What is needed
Write out the data again in full, exactly as it reads.

::: Material for the task :::

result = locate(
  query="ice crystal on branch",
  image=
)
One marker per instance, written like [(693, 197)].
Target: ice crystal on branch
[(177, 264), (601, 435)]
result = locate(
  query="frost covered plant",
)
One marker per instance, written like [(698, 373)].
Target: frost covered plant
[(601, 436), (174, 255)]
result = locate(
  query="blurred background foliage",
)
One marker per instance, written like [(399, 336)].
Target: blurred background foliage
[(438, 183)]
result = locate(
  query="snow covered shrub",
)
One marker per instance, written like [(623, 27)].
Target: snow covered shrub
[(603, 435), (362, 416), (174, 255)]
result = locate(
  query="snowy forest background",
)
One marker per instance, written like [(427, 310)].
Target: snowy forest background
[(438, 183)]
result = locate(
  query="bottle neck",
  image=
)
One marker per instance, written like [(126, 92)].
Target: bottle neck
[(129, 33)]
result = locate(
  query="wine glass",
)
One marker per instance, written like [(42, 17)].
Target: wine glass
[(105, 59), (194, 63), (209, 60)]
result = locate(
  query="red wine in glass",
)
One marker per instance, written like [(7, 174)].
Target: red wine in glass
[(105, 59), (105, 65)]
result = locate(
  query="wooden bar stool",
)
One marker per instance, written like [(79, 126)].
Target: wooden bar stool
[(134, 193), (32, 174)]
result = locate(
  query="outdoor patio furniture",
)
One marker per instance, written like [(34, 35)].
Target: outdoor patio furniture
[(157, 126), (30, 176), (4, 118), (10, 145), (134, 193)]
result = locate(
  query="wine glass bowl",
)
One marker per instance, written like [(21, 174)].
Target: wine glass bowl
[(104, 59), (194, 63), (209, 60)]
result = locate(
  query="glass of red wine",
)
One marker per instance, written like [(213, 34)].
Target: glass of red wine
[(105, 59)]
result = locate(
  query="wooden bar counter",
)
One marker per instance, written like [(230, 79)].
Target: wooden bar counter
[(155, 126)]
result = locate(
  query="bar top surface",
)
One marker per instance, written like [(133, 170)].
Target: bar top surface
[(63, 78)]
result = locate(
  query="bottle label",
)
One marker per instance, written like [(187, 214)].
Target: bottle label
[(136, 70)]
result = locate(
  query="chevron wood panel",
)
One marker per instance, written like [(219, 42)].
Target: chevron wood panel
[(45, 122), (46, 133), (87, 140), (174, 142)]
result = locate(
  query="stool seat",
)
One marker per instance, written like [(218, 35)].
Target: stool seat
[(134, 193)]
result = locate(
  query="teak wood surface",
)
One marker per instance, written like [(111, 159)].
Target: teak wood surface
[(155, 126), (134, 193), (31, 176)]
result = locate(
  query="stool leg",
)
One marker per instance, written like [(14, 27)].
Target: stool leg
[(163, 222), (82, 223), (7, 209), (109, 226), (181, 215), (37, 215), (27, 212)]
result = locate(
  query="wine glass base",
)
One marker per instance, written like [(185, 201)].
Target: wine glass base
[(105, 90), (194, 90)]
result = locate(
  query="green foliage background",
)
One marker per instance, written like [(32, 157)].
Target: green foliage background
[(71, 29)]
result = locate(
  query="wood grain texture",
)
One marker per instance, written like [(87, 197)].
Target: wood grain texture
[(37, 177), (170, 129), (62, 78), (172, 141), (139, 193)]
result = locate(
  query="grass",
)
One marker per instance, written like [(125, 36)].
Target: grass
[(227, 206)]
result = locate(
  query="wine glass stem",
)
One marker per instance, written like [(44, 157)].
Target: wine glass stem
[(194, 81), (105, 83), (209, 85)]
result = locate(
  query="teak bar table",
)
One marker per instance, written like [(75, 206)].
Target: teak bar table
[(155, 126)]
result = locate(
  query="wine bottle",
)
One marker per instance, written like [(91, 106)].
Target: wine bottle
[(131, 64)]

:::

Exercise result
result = locate(
  query="ice crystal on branch",
  image=
)
One marker per instance, written like [(693, 197)].
Target: ice crystal on branch
[(177, 264), (601, 435)]
result = locate(
  query="frost covered plant",
)
One marker per instance, written like [(698, 373)].
Target: frost covered plant
[(601, 436), (174, 255)]
result = locate(
  query="blurred background foliage",
)
One marker per instance, written like [(399, 336)].
Target: blurred background foliage
[(438, 183)]
result = locate(
  query="snow covered shrub",
)
One marker per instance, written like [(623, 27)].
Target: snow covered shrub
[(603, 435), (362, 416), (174, 255)]
result = locate(
  query="snowy forest background",
)
One marker per instance, written like [(427, 310)].
Target: snowy forest background
[(438, 183)]
result = locate(
  query="bottle neck",
  image=
)
One marker per instance, written like [(126, 92)].
Target: bottle neck
[(129, 33)]
result = locate(
  query="wine glass",
)
One marker per instance, written like [(42, 17)].
Target: wine glass
[(105, 59), (194, 63), (209, 60)]
result = locate(
  query="red wine in glass",
)
One marker per instance, written like [(7, 174)].
Target: red wine in glass
[(105, 59), (105, 65)]
result = locate(
  query="wooden bar stool",
)
One marker per instance, written like [(79, 126)].
Target: wooden bar stool
[(134, 193), (32, 174)]
result = locate(
  query="outdoor patio furniture",
)
One marker per instance, written like [(34, 35)].
Target: outdoor patio furniture
[(157, 126), (30, 176), (4, 118), (10, 145), (134, 193)]
result = locate(
  query="wine glass bowl",
)
One marker per instance, written like [(21, 174)].
Target: wine glass bowl
[(104, 59), (194, 63), (209, 60)]
result = locate(
  query="glass of red wine",
)
One marker per instance, written like [(213, 34)].
Target: glass of red wine
[(105, 59)]
result = locate(
  query="wooden bar counter",
)
One marker per instance, written like [(230, 79)].
Target: wooden bar counter
[(155, 126)]
result = locate(
  query="bar top surface",
)
One marker per instance, written like [(133, 170)].
Target: bar top surface
[(63, 78)]
result = locate(
  query="bottle label",
)
One marker per instance, written like [(187, 214)].
Target: bottle label
[(136, 70)]
result = locate(
  query="chevron wood panel",
)
One marker per instance, written like [(219, 42)].
Target: chevron wood panel
[(45, 122), (46, 133), (87, 140), (174, 142)]
result = locate(
  query="stool seat",
)
One marker per instance, written like [(218, 35)].
Target: stool seat
[(134, 193)]
result = locate(
  query="teak wood surface",
)
One marker per instance, written like [(111, 159)].
Target: teak wood surface
[(155, 126), (134, 193), (31, 176)]
result = locate(
  query="stool leg",
)
One marker per instance, written like [(14, 27)].
Target: stool leg
[(163, 222), (82, 223), (7, 209), (109, 226), (181, 215), (37, 215), (27, 212)]
result = locate(
  query="wine glass base",
)
One marker per instance, written like [(185, 201)].
Target: wine glass base
[(105, 90), (194, 90)]
result = locate(
  query="green foliage background",
)
One marker per instance, written like [(32, 157)].
Target: green foliage background
[(71, 29)]
result = locate(
  query="wood grain texture",
)
One marker per instance, written like [(87, 197)].
Target: wood grain texture
[(37, 177), (170, 129), (62, 78), (172, 141), (139, 193)]
result = locate(
  query="grass",
)
One marker per instance, written like [(125, 36)].
Target: grass
[(227, 206)]
result = locate(
  query="wine glass stem",
)
One marker per instance, written like [(44, 157)].
Target: wine glass stem
[(194, 81), (105, 83), (209, 85)]
result = locate(
  query="teak bar table",
)
One marker per instance, written like [(75, 206)].
Target: teak bar table
[(155, 126)]
result = locate(
  query="wine bottle",
)
One marker per instance, written like [(91, 106)].
Target: wine bottle
[(131, 64)]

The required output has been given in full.